EXERCISE OBJECTIVE
Copy the rows from the line with "Report one point per instance of the straw" up to and including the line with "[(436, 323)]", swapping "Point coordinates" for "Marked points" and leaving everything else the same.

SUPPLIED INFORMATION

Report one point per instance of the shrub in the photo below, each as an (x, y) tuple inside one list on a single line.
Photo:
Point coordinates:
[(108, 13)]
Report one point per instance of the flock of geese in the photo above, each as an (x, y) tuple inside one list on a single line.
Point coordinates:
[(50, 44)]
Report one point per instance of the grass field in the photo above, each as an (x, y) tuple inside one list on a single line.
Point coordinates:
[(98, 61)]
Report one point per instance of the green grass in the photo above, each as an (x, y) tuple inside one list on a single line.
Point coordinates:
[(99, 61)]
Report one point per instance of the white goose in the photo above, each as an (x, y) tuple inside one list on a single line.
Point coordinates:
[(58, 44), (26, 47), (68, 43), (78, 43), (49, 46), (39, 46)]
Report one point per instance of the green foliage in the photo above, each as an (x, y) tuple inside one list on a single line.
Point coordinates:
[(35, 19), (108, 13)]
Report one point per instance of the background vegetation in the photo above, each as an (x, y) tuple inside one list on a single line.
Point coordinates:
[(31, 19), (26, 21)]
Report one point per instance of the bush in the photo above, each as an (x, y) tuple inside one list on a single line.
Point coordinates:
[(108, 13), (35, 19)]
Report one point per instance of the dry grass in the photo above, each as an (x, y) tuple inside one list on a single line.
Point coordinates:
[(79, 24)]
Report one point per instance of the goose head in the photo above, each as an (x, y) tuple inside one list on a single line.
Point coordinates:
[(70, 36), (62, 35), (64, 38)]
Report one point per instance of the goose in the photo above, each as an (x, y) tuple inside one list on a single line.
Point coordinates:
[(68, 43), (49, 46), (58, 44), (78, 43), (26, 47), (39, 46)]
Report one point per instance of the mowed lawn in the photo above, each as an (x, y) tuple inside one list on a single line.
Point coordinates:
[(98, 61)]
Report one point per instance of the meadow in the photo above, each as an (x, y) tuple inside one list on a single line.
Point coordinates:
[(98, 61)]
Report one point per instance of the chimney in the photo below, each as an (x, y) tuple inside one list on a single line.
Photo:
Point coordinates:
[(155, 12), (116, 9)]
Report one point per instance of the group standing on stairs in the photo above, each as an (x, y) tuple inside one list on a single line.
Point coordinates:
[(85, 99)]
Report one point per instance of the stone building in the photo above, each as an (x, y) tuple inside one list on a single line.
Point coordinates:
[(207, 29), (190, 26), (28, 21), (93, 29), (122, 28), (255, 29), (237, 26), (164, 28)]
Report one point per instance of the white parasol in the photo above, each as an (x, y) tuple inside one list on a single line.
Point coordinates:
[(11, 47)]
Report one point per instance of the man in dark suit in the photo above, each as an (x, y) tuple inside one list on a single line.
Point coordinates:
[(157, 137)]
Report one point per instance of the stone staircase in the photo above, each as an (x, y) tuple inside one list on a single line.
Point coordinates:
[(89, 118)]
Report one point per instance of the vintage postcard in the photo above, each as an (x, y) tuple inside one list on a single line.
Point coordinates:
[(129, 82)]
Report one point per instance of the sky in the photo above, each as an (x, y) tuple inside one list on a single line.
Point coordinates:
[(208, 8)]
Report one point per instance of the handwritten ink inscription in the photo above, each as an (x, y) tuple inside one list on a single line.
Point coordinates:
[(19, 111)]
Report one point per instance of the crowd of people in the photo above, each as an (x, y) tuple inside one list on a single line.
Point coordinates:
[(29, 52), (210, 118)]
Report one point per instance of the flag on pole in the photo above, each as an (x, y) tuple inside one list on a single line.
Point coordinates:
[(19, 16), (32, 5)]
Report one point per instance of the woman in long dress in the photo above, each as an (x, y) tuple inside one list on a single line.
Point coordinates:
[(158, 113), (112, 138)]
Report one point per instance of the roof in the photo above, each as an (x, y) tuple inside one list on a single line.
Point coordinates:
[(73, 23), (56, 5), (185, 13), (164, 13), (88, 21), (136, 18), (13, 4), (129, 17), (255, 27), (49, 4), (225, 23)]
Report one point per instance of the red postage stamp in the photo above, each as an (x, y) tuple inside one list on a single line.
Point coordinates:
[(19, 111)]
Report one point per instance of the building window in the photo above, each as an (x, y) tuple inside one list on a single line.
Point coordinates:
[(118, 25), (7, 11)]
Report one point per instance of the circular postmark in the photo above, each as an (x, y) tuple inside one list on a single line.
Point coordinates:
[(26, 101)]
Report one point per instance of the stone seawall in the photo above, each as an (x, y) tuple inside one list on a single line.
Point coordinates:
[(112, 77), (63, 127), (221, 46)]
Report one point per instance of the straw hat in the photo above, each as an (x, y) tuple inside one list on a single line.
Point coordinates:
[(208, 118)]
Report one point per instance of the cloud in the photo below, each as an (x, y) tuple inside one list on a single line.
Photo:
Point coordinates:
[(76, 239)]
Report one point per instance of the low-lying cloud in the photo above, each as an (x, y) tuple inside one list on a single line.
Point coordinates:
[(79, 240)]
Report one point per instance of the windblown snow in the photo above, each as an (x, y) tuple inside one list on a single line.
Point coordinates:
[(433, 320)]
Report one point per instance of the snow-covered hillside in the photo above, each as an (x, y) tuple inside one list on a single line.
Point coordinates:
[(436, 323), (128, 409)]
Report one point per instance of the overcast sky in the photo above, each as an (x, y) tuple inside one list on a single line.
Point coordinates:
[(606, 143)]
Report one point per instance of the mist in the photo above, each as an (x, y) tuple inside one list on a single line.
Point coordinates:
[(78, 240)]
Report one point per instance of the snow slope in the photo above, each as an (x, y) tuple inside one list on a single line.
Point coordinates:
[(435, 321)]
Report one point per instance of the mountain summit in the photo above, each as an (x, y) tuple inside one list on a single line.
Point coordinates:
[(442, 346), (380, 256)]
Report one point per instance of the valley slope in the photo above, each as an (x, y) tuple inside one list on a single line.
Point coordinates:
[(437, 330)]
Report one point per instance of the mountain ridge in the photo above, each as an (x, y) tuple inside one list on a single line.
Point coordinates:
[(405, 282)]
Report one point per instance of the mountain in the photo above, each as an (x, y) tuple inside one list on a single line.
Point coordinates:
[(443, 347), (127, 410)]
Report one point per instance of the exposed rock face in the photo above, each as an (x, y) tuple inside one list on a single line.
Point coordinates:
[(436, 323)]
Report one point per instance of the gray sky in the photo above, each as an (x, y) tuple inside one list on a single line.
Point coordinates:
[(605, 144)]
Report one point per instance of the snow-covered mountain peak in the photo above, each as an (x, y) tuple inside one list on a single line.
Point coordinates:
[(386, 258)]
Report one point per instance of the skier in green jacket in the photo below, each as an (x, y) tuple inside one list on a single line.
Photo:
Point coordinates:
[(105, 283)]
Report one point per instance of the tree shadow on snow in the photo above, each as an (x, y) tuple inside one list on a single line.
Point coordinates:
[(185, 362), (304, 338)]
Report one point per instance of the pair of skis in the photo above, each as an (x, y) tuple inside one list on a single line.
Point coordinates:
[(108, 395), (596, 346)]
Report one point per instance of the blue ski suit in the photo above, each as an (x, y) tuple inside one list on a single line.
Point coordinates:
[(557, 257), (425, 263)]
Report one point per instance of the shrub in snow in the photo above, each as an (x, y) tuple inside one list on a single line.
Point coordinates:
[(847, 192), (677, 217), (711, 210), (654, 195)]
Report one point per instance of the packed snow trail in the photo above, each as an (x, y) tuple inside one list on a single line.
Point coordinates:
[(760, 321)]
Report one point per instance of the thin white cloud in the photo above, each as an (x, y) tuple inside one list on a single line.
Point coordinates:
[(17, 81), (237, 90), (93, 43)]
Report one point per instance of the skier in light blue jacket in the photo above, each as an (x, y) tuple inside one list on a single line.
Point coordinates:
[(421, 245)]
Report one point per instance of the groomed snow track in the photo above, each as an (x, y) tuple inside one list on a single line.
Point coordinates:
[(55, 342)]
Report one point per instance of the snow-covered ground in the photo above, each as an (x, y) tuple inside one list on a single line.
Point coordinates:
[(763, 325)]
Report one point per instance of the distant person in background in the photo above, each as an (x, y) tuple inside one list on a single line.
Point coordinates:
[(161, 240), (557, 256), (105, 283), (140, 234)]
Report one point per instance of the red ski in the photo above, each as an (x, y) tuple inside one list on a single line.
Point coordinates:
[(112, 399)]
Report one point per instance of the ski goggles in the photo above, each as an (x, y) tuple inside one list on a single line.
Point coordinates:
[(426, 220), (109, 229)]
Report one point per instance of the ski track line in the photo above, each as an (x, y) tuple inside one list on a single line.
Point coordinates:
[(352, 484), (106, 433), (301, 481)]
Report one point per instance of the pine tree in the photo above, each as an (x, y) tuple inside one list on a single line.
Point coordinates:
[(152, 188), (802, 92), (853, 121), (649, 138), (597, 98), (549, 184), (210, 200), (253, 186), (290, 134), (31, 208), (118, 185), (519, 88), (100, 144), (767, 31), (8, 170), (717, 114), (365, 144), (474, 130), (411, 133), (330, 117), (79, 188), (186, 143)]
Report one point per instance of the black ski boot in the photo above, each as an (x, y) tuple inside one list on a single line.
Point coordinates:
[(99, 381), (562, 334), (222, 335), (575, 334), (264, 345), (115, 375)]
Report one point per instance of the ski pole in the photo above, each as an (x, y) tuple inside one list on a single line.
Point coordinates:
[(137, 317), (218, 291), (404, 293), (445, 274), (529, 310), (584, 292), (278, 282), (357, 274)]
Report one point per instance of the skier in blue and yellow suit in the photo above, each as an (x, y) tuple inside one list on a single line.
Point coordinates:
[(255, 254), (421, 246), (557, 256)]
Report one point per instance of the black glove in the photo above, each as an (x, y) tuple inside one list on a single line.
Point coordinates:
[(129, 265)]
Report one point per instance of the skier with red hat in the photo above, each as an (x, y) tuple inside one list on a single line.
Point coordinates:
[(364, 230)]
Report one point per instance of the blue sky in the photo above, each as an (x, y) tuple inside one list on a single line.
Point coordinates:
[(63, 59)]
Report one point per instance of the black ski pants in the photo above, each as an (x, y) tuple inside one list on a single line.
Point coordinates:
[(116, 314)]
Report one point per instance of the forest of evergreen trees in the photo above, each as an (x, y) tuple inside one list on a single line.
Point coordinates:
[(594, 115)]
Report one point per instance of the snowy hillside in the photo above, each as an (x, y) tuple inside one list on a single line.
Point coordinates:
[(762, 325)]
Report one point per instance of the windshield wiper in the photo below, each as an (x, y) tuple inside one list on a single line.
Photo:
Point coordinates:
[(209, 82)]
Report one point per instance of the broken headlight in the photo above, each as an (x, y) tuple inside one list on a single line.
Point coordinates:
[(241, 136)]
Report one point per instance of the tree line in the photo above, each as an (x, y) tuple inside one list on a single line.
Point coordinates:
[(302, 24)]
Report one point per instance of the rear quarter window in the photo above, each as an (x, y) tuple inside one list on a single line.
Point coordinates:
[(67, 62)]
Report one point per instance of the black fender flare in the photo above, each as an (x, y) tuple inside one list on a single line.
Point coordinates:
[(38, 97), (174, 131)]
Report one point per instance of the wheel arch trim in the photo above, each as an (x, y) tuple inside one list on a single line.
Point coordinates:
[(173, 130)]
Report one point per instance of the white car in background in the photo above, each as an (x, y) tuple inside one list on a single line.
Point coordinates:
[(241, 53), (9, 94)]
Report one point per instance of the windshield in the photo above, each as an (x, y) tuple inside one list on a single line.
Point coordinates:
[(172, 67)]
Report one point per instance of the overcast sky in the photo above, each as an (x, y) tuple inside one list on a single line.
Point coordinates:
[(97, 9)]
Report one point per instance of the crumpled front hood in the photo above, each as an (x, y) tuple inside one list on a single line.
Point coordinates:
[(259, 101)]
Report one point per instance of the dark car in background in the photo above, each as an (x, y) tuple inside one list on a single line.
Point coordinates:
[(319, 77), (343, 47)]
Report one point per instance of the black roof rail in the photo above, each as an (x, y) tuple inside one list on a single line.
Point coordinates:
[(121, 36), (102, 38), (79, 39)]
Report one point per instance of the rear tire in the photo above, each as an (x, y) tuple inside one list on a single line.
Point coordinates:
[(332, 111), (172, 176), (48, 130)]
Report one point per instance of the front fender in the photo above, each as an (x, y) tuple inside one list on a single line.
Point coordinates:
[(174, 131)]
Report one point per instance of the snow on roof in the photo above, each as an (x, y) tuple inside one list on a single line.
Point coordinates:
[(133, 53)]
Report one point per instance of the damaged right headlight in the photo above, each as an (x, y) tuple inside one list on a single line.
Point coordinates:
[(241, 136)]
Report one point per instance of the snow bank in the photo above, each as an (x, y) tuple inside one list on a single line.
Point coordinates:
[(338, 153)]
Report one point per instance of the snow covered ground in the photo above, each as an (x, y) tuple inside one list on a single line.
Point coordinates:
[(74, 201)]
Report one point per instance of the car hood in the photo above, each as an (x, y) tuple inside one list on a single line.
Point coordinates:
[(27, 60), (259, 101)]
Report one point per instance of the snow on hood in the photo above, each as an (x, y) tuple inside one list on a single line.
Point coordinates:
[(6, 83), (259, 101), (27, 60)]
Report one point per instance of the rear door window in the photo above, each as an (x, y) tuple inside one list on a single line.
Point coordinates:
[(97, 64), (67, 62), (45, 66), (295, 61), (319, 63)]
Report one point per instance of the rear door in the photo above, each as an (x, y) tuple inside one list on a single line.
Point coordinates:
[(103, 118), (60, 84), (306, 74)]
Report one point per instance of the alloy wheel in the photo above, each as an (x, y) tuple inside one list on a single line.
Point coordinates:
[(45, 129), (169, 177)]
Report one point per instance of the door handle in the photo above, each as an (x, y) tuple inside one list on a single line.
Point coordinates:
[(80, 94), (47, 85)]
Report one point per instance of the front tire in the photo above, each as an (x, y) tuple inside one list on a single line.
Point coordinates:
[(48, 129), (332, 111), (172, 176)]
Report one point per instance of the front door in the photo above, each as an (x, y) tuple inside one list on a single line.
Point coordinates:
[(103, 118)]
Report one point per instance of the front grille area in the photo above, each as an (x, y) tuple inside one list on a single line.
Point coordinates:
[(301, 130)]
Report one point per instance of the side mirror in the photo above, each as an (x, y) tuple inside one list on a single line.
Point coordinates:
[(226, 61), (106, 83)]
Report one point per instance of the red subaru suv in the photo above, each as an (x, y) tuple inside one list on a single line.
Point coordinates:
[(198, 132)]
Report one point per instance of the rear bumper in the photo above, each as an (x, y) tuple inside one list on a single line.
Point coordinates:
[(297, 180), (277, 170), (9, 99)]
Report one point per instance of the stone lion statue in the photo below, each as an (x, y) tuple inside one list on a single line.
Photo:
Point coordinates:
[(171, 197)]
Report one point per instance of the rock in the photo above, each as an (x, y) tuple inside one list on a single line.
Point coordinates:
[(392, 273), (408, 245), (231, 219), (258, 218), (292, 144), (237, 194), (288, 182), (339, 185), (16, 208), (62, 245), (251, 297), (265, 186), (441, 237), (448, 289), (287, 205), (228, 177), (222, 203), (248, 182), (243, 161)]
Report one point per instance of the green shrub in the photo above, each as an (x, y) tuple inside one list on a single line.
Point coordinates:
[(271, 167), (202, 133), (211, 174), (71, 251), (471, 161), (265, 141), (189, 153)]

RESPONSE TO THE TASK
Report one point per instance of the straw hat in the photo above, each as an (x, y) tuple inside one list on a single line.
Marked points:
[(208, 118)]
Report one point per instance of the cloud in the photo below, each as an (x, y) tuple inside one list on a single line.
Photo:
Marked points:
[(76, 239)]
Report one point per instance of the low-lying cloud in the photo above, each as an (x, y) tuple inside one list on a single line.
Marked points:
[(79, 240)]
Report one point per instance of the windblown snow in the photo above, each as an (x, y) tuple inside one list on a single line.
Marked points:
[(433, 320)]
Report one point per instance of the snow-covered hillside in the photo above, each as an (x, y) tuple inside one list on a single line.
Marked points:
[(436, 323), (128, 409)]
Report one point per instance of the overcast sky in the photo above, each as an (x, y) tuple inside one list on a single line.
Marked points:
[(606, 143)]
Report one point per instance of the mist in the photo above, each as an (x, y) tuple inside one list on a single line.
Marked points:
[(78, 240)]
Report one point per instance of the snow slope in the photo above, each as an (x, y) tuple inside one list on a single line.
Marked points:
[(435, 321)]
Report one point per instance of the mountain summit in the photo above, each as an (x, y) tuple inside one list on a single line.
Marked points:
[(442, 346), (380, 256)]
Report one point per instance of the valley slope in the photo above, each as an (x, y) tuple inside one list on a single line.
Marked points:
[(437, 330)]
Report one point per instance of the mountain ridge in the photo above, each as an (x, y) tuple inside one list on a single line.
Marked points:
[(405, 282)]
Report one point per instance of the mountain in the photo above, each as an (x, y) tuple inside one list on a single line.
Marked points:
[(443, 347), (127, 410)]
Report one point per instance of the exposed rock face in the photo above, each as an (x, y) tuple inside one list on a single line.
Marked points:
[(436, 323)]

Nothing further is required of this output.